DATA FOR THE TASK:
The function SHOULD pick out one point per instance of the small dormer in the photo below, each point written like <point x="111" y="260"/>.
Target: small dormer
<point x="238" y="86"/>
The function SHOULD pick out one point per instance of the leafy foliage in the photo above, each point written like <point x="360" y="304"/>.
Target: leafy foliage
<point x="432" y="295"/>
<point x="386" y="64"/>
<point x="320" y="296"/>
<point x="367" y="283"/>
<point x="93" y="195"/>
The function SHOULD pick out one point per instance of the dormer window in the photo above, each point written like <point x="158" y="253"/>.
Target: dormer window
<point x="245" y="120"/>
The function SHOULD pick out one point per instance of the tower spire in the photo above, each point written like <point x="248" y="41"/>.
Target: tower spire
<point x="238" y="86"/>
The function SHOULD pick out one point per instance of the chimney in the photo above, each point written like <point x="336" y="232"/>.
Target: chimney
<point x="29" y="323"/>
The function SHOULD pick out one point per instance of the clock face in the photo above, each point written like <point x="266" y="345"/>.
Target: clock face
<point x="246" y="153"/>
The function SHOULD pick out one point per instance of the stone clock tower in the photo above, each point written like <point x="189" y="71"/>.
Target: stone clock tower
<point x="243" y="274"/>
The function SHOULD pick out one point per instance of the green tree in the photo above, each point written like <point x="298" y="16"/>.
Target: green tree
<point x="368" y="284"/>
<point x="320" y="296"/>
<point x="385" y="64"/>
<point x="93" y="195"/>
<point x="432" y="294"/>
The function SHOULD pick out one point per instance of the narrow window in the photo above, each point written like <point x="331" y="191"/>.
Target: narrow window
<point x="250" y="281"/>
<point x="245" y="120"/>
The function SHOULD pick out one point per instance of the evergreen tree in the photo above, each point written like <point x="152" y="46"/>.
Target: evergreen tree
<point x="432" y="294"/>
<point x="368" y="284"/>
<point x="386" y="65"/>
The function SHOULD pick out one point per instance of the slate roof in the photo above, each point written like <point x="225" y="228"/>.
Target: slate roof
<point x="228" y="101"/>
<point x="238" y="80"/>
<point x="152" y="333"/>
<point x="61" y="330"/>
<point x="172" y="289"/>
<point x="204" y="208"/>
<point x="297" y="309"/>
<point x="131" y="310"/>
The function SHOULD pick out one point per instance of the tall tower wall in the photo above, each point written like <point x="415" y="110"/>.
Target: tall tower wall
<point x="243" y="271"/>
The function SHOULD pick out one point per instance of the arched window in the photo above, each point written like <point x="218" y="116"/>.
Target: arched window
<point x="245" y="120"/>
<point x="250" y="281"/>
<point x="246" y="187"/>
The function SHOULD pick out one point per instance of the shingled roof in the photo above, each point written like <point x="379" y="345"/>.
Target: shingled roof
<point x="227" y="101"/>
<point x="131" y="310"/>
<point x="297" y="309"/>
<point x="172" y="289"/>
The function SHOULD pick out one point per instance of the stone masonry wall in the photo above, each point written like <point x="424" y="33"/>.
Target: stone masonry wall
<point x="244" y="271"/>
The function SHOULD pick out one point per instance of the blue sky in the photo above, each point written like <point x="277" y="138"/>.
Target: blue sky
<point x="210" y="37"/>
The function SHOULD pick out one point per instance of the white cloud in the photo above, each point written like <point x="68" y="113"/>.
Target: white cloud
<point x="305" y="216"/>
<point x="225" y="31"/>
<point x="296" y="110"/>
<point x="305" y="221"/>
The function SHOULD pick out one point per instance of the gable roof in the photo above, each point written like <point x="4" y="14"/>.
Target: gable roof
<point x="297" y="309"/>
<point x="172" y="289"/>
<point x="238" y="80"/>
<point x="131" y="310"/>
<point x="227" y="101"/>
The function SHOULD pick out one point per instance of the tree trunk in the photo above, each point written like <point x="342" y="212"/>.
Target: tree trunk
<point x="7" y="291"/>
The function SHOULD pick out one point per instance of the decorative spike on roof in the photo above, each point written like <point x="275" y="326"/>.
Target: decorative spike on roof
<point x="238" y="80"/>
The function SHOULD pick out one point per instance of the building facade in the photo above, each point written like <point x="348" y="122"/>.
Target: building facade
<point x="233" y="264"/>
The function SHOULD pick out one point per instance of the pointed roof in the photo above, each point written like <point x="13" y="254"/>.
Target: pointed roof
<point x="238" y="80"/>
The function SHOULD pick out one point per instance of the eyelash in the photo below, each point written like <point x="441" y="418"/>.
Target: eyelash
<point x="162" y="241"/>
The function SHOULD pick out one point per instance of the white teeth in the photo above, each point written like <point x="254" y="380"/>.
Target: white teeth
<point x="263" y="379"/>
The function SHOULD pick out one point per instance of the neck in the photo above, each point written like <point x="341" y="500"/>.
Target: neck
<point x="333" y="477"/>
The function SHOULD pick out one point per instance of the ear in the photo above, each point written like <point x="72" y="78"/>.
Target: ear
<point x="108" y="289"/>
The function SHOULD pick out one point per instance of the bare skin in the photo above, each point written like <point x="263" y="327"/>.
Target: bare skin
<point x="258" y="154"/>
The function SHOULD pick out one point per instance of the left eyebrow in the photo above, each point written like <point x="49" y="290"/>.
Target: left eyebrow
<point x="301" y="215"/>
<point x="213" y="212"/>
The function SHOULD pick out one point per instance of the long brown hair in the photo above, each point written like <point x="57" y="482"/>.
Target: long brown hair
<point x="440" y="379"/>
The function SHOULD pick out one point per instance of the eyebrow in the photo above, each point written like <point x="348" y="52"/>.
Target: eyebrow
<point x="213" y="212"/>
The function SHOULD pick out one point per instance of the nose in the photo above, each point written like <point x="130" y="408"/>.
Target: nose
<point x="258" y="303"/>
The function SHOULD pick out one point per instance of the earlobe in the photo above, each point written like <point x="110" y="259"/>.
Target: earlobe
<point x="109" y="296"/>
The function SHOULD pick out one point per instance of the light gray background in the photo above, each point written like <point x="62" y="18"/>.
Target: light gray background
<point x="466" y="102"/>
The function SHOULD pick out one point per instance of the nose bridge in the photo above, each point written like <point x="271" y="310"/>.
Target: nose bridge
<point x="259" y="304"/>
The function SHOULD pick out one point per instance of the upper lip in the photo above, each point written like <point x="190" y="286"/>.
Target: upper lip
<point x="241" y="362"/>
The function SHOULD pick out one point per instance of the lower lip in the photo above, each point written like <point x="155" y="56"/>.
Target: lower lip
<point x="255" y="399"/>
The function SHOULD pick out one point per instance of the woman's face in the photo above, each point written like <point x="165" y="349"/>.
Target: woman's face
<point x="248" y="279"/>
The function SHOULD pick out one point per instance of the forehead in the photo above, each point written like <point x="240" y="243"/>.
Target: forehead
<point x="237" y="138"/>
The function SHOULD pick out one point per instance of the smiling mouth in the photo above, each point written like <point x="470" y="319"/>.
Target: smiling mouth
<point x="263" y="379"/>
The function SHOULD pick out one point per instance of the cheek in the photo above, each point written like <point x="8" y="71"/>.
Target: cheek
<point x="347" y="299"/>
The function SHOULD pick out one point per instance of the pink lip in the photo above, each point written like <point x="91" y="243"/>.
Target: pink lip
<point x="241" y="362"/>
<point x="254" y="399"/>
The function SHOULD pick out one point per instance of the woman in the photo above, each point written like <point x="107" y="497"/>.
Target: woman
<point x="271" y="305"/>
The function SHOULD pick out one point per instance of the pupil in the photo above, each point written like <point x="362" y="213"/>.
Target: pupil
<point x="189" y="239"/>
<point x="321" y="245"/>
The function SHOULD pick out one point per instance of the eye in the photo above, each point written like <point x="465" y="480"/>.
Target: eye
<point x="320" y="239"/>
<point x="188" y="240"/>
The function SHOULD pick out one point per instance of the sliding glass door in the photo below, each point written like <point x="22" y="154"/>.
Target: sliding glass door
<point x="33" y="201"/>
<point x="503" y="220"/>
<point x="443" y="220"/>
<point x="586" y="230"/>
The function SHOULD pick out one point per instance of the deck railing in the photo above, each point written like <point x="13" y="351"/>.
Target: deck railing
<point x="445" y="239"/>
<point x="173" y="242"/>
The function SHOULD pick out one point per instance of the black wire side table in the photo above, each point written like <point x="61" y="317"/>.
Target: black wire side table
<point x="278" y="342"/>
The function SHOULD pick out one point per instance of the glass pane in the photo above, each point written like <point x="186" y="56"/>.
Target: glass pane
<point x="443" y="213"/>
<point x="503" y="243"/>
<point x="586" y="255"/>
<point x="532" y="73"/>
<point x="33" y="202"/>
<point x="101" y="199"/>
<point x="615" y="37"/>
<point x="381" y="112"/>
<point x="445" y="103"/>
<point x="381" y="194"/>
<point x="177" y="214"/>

TASK GOAL: Lay out the entries as a Markdown table with the columns Row and Line, one numbered row per line and blank lines left out, starting with the line that contains "of the sliding" and going on through the end of the entries.

ANSWER FOR THIS EXERCISE:
| Row | Line |
|---|---|
| 1 | The function SHOULD pick out one point per instance of the sliding glass door in the photo below, each point written like <point x="22" y="154"/>. |
| 2 | Target: sliding glass door |
| 3 | <point x="33" y="201"/> |
| 4 | <point x="503" y="220"/> |
| 5 | <point x="443" y="220"/> |
| 6 | <point x="586" y="230"/> |
| 7 | The function SHOULD pick out one point per instance of the deck railing in the photo above, each point written like <point x="13" y="351"/>. |
| 8 | Target: deck railing |
| 9 | <point x="445" y="239"/> |
| 10 | <point x="173" y="242"/> |
| 11 | The function SHOULD pick out one point per instance of the black wire side table in the photo above, each point written like <point x="61" y="317"/>. |
| 12 | Target: black wire side table |
| 13 | <point x="278" y="342"/> |
| 14 | The function SHOULD pick out one point per instance of the glass pane in the photo above, each point written like <point x="186" y="56"/>. |
| 15 | Target: glass pane |
| 16 | <point x="443" y="213"/> |
| 17 | <point x="503" y="243"/> |
| 18 | <point x="586" y="255"/> |
| 19 | <point x="532" y="73"/> |
| 20 | <point x="33" y="202"/> |
| 21 | <point x="101" y="199"/> |
| 22 | <point x="615" y="37"/> |
| 23 | <point x="381" y="112"/> |
| 24 | <point x="445" y="103"/> |
| 25 | <point x="381" y="194"/> |
| 26 | <point x="177" y="214"/> |